Task statement. Please extract every line of the records that contains the word "Provide", matching its case exactly.

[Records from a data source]
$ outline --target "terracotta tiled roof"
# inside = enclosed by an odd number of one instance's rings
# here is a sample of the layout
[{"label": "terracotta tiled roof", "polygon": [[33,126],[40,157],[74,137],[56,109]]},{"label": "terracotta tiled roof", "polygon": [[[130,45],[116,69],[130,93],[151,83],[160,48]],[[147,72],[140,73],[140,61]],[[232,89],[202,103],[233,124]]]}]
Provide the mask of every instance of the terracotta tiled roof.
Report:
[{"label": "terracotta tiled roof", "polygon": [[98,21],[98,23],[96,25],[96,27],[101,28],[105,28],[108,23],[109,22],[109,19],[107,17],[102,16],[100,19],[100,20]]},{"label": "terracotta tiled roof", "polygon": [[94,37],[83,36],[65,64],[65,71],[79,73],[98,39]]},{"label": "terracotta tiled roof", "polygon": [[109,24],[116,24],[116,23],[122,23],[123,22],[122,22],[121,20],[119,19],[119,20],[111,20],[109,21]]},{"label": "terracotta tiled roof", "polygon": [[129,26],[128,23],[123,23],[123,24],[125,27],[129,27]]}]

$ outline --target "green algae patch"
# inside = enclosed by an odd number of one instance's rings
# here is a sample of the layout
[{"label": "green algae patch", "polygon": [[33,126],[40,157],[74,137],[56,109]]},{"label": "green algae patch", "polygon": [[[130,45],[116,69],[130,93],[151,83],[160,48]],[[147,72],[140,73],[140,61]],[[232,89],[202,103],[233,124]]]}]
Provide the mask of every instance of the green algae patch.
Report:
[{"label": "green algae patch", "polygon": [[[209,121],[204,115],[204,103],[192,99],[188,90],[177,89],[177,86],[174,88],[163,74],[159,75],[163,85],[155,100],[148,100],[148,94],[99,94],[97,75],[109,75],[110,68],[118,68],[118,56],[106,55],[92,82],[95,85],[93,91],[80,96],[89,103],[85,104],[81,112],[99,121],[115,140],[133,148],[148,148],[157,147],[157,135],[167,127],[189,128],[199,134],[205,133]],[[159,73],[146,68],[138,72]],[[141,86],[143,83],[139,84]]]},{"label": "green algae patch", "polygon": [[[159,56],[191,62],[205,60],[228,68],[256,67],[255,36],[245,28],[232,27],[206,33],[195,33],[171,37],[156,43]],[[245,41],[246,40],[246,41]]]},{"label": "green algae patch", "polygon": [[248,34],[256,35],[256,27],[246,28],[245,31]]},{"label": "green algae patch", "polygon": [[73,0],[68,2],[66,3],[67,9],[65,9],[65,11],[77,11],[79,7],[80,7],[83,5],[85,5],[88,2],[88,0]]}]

Task output.
Provide the mask of every instance of the terracotta tiled roof.
Provide the mask of every instance of the green algae patch.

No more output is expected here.